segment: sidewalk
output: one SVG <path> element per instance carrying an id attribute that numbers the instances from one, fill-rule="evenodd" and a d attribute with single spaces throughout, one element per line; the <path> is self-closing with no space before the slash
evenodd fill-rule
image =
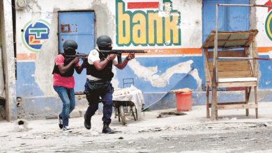
<path id="1" fill-rule="evenodd" d="M 184 115 L 157 118 L 175 109 L 147 111 L 137 121 L 126 118 L 126 125 L 113 115 L 114 134 L 101 133 L 100 114 L 93 116 L 90 130 L 82 117 L 70 120 L 68 131 L 59 128 L 57 119 L 25 121 L 24 128 L 2 121 L 0 152 L 271 152 L 271 108 L 272 102 L 259 103 L 259 119 L 253 109 L 248 117 L 245 110 L 220 111 L 216 122 L 206 118 L 206 106 Z"/>
<path id="2" fill-rule="evenodd" d="M 77 110 L 77 109 L 76 109 Z M 245 110 L 220 110 L 218 111 L 218 120 L 217 122 L 262 122 L 272 121 L 272 102 L 259 103 L 259 119 L 255 118 L 255 109 L 249 110 L 249 116 L 245 116 Z M 191 111 L 183 112 L 185 115 L 167 115 L 163 118 L 157 118 L 158 114 L 162 112 L 175 111 L 174 108 L 165 110 L 150 111 L 142 113 L 139 119 L 135 121 L 132 117 L 126 117 L 127 124 L 123 125 L 121 122 L 118 121 L 118 118 L 114 118 L 113 113 L 112 116 L 111 127 L 116 129 L 141 129 L 149 127 L 163 127 L 167 125 L 180 125 L 190 123 L 203 123 L 213 122 L 209 118 L 206 118 L 206 106 L 195 106 L 192 107 Z M 74 129 L 83 129 L 84 119 L 82 111 L 75 111 L 74 115 L 70 120 L 70 127 Z M 78 117 L 80 118 L 75 118 Z M 91 120 L 92 129 L 98 129 L 100 131 L 102 129 L 102 115 L 96 114 Z M 18 128 L 17 120 L 10 122 L 6 121 L 0 122 L 0 131 L 13 132 L 16 131 Z M 59 130 L 57 119 L 28 120 L 27 127 L 29 131 L 51 131 Z"/>

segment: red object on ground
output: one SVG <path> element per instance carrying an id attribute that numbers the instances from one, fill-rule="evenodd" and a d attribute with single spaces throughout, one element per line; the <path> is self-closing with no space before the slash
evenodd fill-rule
<path id="1" fill-rule="evenodd" d="M 192 92 L 176 92 L 176 111 L 190 111 L 192 110 Z"/>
....
Directive - Can you reproduce all of the records above line for line, leaving out the pictures?

Expected answer -
segment: sidewalk
output: one SVG <path> element per instance carrying an id attribute that numbers the instances from one, fill-rule="evenodd" and a d attribute with single spaces throughout, one element per line; the <path> is self-closing with no space before the slash
evenodd fill-rule
image =
<path id="1" fill-rule="evenodd" d="M 184 115 L 157 118 L 175 109 L 147 111 L 137 121 L 126 118 L 126 125 L 113 115 L 114 134 L 101 133 L 100 114 L 93 116 L 90 130 L 82 117 L 70 120 L 68 131 L 59 128 L 57 119 L 25 121 L 24 128 L 2 121 L 0 152 L 271 152 L 271 108 L 272 102 L 259 103 L 259 119 L 253 109 L 248 117 L 245 110 L 220 111 L 216 122 L 206 118 L 206 106 Z"/>
<path id="2" fill-rule="evenodd" d="M 77 110 L 77 109 L 76 109 Z M 245 110 L 220 110 L 218 111 L 218 120 L 217 122 L 262 122 L 272 121 L 272 102 L 259 103 L 259 119 L 255 118 L 255 109 L 249 110 L 249 116 L 245 116 Z M 191 111 L 183 112 L 185 115 L 167 115 L 163 118 L 157 118 L 158 114 L 162 112 L 175 111 L 174 108 L 165 110 L 150 111 L 142 113 L 139 119 L 135 121 L 132 117 L 126 117 L 127 124 L 123 125 L 121 122 L 118 121 L 118 118 L 114 118 L 113 113 L 112 116 L 111 127 L 116 129 L 141 129 L 149 127 L 163 127 L 167 125 L 180 125 L 190 123 L 203 123 L 213 122 L 209 118 L 206 118 L 206 106 L 195 106 L 192 107 Z M 74 129 L 83 129 L 84 119 L 82 111 L 75 111 L 74 115 L 70 120 L 70 127 Z M 78 117 L 80 118 L 75 118 Z M 91 120 L 92 129 L 98 129 L 100 131 L 102 129 L 102 115 L 96 114 Z M 18 128 L 17 120 L 10 122 L 6 121 L 0 122 L 0 131 L 13 132 L 16 131 Z M 59 130 L 57 119 L 28 120 L 27 127 L 29 131 L 51 131 Z"/>

segment: red object on ground
output: one SVG <path> element per instance carrying an id attribute that numbers the instances from one, fill-rule="evenodd" and a d attribute with single spaces throughout, one element per line; the <path> is self-closing with no space before the slash
evenodd fill-rule
<path id="1" fill-rule="evenodd" d="M 192 92 L 176 92 L 176 111 L 190 111 L 192 110 Z"/>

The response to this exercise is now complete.